● WORK REQUIRED: Reproduce the items from the start through the line containing "[370, 129, 399, 152]", requests included, shifting every bounding box coordinate in the answers up by 68. Leave the numbers in the requests and their sample outputs unchanged.

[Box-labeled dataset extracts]
[Start]

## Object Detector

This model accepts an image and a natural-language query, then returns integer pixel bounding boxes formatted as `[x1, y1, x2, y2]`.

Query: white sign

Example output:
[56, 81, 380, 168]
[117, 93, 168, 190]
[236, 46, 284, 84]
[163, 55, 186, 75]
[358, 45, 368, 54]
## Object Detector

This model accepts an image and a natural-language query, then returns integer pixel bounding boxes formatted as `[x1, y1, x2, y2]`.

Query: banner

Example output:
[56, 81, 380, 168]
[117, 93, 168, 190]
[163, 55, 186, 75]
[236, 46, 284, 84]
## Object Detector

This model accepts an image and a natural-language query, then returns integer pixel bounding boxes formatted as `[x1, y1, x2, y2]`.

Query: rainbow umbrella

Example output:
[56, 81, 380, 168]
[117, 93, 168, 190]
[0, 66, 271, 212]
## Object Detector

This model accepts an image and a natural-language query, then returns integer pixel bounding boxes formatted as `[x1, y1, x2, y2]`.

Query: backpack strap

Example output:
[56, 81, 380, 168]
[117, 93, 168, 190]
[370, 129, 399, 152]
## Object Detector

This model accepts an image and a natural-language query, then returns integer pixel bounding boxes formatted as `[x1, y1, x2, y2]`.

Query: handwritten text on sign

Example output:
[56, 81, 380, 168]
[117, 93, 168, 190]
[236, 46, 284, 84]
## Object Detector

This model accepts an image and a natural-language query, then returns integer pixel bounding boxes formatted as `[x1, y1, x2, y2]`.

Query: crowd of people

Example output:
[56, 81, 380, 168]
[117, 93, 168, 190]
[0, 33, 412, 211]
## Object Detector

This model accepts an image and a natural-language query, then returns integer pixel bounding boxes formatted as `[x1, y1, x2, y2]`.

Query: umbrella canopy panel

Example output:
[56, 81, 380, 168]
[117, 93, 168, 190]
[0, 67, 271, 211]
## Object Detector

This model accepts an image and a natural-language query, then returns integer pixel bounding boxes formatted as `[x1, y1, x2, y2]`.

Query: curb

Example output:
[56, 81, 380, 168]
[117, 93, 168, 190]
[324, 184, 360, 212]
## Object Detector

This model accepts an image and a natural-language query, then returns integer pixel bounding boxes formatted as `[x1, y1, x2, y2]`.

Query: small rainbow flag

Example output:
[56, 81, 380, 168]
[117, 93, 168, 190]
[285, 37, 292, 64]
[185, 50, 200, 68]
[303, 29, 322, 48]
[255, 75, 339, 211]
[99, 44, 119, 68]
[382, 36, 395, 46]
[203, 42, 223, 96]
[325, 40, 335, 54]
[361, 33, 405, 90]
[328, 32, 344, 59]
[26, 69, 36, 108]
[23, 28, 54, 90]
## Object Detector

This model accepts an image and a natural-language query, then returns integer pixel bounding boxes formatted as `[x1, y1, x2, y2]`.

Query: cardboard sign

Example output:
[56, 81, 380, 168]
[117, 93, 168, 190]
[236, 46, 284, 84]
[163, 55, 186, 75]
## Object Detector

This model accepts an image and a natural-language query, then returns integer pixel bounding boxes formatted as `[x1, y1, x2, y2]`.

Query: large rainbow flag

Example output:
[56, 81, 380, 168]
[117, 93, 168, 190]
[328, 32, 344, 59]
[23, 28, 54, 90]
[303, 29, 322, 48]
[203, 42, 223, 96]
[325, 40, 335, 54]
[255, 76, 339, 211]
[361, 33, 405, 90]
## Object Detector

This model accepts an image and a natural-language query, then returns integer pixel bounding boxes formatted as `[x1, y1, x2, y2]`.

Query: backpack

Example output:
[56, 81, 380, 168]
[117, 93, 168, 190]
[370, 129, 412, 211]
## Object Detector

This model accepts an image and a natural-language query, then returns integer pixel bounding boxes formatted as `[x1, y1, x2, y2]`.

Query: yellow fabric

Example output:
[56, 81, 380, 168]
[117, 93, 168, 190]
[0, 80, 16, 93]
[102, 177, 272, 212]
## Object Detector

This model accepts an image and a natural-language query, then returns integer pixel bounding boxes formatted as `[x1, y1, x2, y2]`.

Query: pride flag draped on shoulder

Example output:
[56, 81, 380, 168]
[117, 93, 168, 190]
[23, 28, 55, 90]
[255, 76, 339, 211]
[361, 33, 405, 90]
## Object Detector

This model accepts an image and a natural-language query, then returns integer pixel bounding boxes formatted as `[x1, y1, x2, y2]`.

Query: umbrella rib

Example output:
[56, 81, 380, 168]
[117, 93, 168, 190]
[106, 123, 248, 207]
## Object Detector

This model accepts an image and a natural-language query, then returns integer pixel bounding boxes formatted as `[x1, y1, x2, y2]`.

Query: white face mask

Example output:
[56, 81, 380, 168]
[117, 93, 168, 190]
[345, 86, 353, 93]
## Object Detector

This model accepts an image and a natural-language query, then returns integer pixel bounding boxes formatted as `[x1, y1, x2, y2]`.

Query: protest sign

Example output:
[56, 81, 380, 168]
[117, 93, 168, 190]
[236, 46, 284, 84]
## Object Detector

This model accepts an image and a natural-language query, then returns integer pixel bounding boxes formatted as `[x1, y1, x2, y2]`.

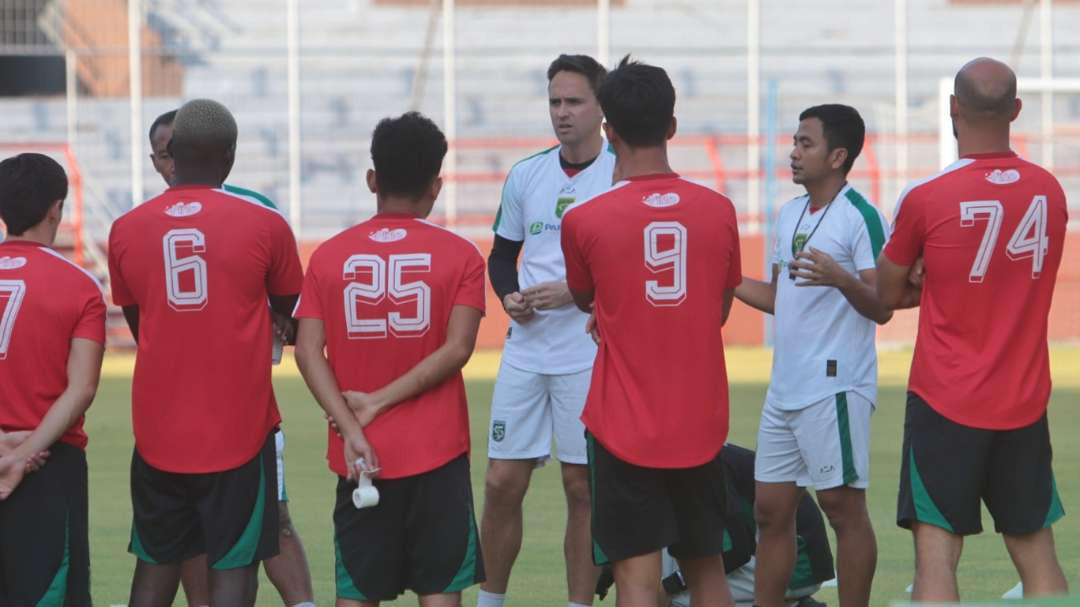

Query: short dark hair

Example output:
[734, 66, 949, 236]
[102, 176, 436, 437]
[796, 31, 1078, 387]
[596, 55, 675, 148]
[372, 111, 447, 200]
[548, 54, 607, 95]
[0, 152, 67, 237]
[150, 109, 176, 140]
[799, 104, 866, 174]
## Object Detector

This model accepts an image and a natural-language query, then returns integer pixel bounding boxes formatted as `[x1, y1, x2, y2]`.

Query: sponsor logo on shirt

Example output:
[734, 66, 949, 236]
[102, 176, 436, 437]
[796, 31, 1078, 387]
[491, 419, 507, 443]
[367, 228, 408, 242]
[555, 195, 573, 219]
[0, 257, 26, 270]
[986, 168, 1020, 186]
[642, 192, 680, 208]
[165, 202, 202, 217]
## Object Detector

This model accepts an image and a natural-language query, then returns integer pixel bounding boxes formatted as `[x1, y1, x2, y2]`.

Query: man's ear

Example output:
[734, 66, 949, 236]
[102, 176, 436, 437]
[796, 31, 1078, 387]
[367, 168, 379, 194]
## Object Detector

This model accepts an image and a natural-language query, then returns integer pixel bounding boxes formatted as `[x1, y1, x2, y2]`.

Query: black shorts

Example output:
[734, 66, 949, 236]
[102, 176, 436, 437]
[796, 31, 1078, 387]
[896, 392, 1065, 536]
[0, 443, 90, 607]
[127, 432, 278, 569]
[334, 455, 484, 601]
[585, 434, 727, 565]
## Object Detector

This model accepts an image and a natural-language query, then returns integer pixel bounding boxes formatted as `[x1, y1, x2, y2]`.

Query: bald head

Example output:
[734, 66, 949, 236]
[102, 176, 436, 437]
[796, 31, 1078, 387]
[954, 57, 1016, 122]
[168, 99, 237, 185]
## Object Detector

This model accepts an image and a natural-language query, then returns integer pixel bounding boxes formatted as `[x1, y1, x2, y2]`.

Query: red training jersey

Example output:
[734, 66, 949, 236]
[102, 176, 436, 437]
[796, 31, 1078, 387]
[885, 152, 1068, 430]
[0, 241, 105, 449]
[109, 186, 303, 473]
[296, 213, 484, 478]
[562, 174, 742, 468]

[End]

● SOLVED PROBLEM:
## Object Detector

This model accepts an image and a natural-language query, then returns integer pixel bounding boxes formatted as `[x1, y1, x2, y2]`.

Query: white sign

Example output:
[56, 81, 380, 168]
[117, 93, 168, 190]
[304, 114, 352, 152]
[231, 123, 254, 143]
[426, 113, 436, 122]
## Object Detector

This model accepts an image and a natural-language query, then returns integer pixel bounding boxes formatted as `[x1, y1, x2, y2]`.

Query: banner

Example output:
[56, 81, 380, 168]
[117, 93, 168, 190]
[231, 123, 254, 143]
[304, 114, 352, 152]
## Object Detector

This model accepts an image and a natural-language query, then returns integer pixel bounding boxes formatted as `[x1, y1, x2, y2]`.

Query: rainbow umbrella

Example output:
[56, 81, 380, 168]
[117, 93, 168, 190]
[68, 134, 339, 280]
## Object Detector

This model accepts an image and a natural-language query, then returns integer pixel bounding boxes formatted as `[x1, y1, x2, y2]`.

Query: backpack strap

Example output:
[56, 81, 380, 168]
[117, 93, 168, 190]
[438, 197, 467, 220]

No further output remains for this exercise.